-------- Given passage
Even worse, so far this year, we pay 58 cents on every dollar just to service the debt and we have spent more on interest payments than on Medicare and national security respectively. This trajectory is unsustainable and is the biggest threat facing our Nation.

In order to Reverse the Curse we must address the biggest driver of our debt: federal health care spending.

In fact, the Congressional Budget Office (CBO) projects that spending on major health care programs will nearly double and grow from $1.7 trillion in 2024 to $3.2 trillion in 2034, three times larger than the amount projected to be spent on national defense in the same year

 National health expenditures, which include everything from patient out-of-pocket costs to federal and state spending on major health care programs, are projected to grow faster than the economy over the next decade,rising from $4.5 trillion or 17.3 percent of gross domestic product (GDP) in 2022 to $7.2 trillion or nearly 20 percent of GDP by 2031

Health care spending is expected to grow 5.4% over the next ten years, while GDP will grow 4.6%. 

Simply put, this is neither sustainable for the federal budget nor for patients and taxpayers. 

This hearing is important. Today we are focusing on one of the key issues plaguing our broken health care system and driving increased federal spending: increased consolidation in health care markets

Big medicine consolidation across health care markets – ranging from hospitals purchasing independent physician offices, to insurance companies acquiring pharmacy benefit managers (PBMs) and even pharmacies in a growing trend of vertical integration, to pharmaceutical companies gaming the patent system boxing out competition – has been accelerating in recent years.

The data spells out a troublesome picture of the current state of health care markets and the impact of consolidation on spending. 

In fact, CBO stated that consolidation has increased federal health spending and costs for patients, while also limiting choices and decreasing patient access to quality care.

There were over 1,000 hospital mergers between 2002 and 2020, and research has revealed the average price of hospital services increases by $521 after a hospital merger occurs. 

Additionally, 41 percent of physicians are now vertically integrated with a hospital or health systems, an increase of 12 percent over ten years. 

In cancer care alone, over 700 independent cancer clinics were acquired by hospitals from 2008 – 2020.

The cause and effect of this is clear: prices for physician services in areas with high market concentration are between 14 and 30 percent higher than in areas with less consolidation.

 And in the prescription drug supply chain, 79% of all drug claims are now processed by three pharmacy benefit managers (PBMs), all of which are vertically integrated into large health insurance companies. This vertical consolidation – which investors and executives say will build and scale a more integrated health care system will, in reality, shift incentives and increase drug costs for Americans.
----------------
-------- Data under study
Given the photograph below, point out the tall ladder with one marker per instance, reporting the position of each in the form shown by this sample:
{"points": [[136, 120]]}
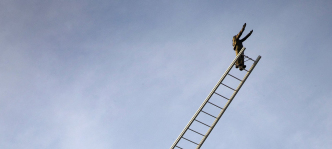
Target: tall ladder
{"points": [[222, 110]]}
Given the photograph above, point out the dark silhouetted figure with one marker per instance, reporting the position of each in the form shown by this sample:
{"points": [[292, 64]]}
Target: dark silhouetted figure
{"points": [[237, 44]]}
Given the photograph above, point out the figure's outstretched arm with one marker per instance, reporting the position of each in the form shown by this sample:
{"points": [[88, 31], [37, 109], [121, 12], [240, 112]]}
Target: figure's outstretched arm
{"points": [[240, 33], [246, 36]]}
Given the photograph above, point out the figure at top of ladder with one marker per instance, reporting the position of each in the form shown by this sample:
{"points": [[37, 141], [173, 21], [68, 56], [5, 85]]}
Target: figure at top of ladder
----------------
• Work task 1: According to the hearing statement, how many hospital mergers took place between 2002 and 2020?
• Work task 2: Please repeat the stretch of the hearing statement from "Health care spending is" through "in recent years.".

• Task result 1: Over 1,000

• Task result 2:
Health care spending is expected to grow 5.4% over the next ten years, while GDP will grow 4.6%. 

Simply put, this is neither sustainable for the federal budget nor for patients and taxpayers. 

This hearing is important. Today we are focusing on one of the key issues plaguing our broken health care system and driving increased federal spending: increased consolidation in health care markets

Big medicine consolidation across health care markets – ranging from hospitals purchasing independent physician offices, to insurance companies acquiring pharmacy benefit managers (PBMs) and even pharmacies in a growing trend of vertical integration, to pharmaceutical companies gaming the patent system boxing out competition – has been accelerating in recent years.